» TASK BRIEF
Reproduce the records below in full and exactly, without their images.

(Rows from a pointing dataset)
%%
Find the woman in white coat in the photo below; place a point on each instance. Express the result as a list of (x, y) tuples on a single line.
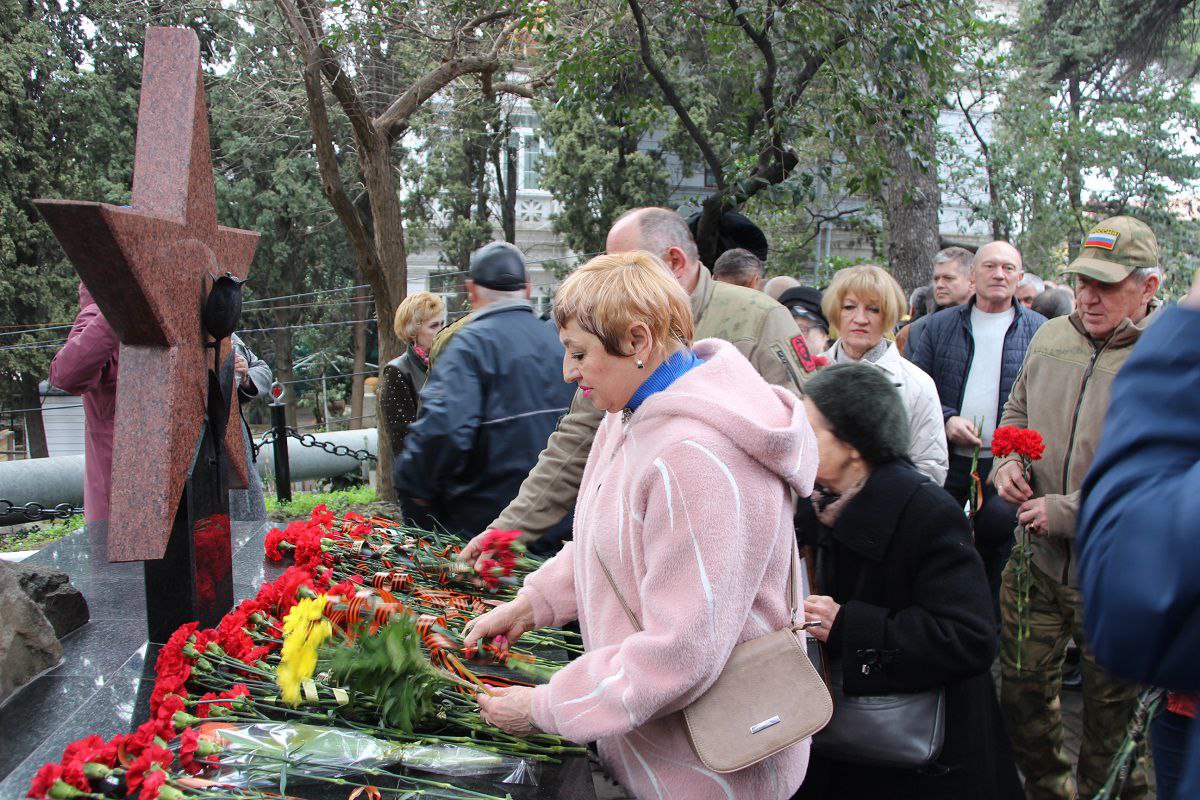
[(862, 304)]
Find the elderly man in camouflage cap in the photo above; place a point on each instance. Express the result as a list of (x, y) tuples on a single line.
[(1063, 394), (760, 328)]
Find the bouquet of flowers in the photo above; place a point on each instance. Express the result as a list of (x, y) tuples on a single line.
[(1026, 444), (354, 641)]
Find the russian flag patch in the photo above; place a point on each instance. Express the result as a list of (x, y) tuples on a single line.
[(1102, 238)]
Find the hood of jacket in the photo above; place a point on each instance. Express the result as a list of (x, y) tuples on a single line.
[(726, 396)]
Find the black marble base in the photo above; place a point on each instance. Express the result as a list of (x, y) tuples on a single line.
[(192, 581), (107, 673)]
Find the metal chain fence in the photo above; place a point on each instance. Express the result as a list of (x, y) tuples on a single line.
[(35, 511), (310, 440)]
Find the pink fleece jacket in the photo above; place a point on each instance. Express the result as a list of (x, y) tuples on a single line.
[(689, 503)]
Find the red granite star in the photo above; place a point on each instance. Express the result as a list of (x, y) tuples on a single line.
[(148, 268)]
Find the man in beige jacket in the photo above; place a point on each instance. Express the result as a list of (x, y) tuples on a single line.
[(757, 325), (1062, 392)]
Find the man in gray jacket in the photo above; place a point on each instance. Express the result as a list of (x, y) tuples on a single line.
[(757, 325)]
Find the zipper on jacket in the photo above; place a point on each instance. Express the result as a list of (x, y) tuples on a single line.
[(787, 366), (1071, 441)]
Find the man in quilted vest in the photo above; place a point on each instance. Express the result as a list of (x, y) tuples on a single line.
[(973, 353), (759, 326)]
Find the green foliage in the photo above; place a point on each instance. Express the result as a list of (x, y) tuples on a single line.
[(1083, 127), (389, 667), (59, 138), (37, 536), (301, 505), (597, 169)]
%%
» SOLUTION
Find the woman in white coat in the photo below; place a point on each instance. Express the result as a list of (x, y) tuples on a single line.
[(862, 304)]
Find the elderly man in camouflage cap in the photo above; place a point on each instance. Express the result as a list of (x, y) tuples on a single line.
[(1063, 394), (760, 328)]
Find the bouquet of flowers in the photo above; place a point on each instance. Express the result as a list of (x, y) tuples on a single line.
[(1026, 444), (354, 641)]
Find the russian flag patch in the photo above; place a point on each instance. Express the result as a list of (x, y) tuples on a single line.
[(1102, 238)]
Find the hood of jacket in the photo above; place a point on each instance. Express the result as a list of (x, y) tuples on a single line.
[(726, 396)]
Find the black marble base in the photo above; place a point on each instance. Express the result as a list of (x, y) tuples on a single line.
[(192, 581), (107, 673)]
Find the metal chain fence in the photo above; place a point on each instance. Express the result as a list of (x, y) tuples on a single line.
[(35, 511), (310, 440)]
Find the pink fleece jacket in the photo above; place a point on each instance. Express the result as a list of (x, y) tuples on a single line.
[(689, 503)]
Find the red granite star in the photo above; place a point on each instance. Express the result as a list of (x, y) tuples on a single line.
[(148, 268)]
Find the man in beige jacket in the photo above; place a point on each instance. Express the result as a list of (x, y) tuples on a single line.
[(757, 325), (1062, 392)]
Find the man in gray jacket in the photo above; place a point on each instance. Express the result as a list of (x, y) tuples on a single line.
[(757, 325)]
Find the zipper on jacket in the photo above; place a point on each instance. Express the result as a list of (x, y) tuples on a single line.
[(787, 366), (1071, 441)]
Find the man in quilted vest in the photo above; place a point on each instance. Express the result as a list of (x, y) tuples on a single line.
[(973, 353), (759, 326)]
Find the green foliage in the photo above; place a point on each instance. Express the result as a list of (x, y) tuples on a single line.
[(1083, 127), (389, 667), (59, 138), (37, 536), (301, 505), (597, 169)]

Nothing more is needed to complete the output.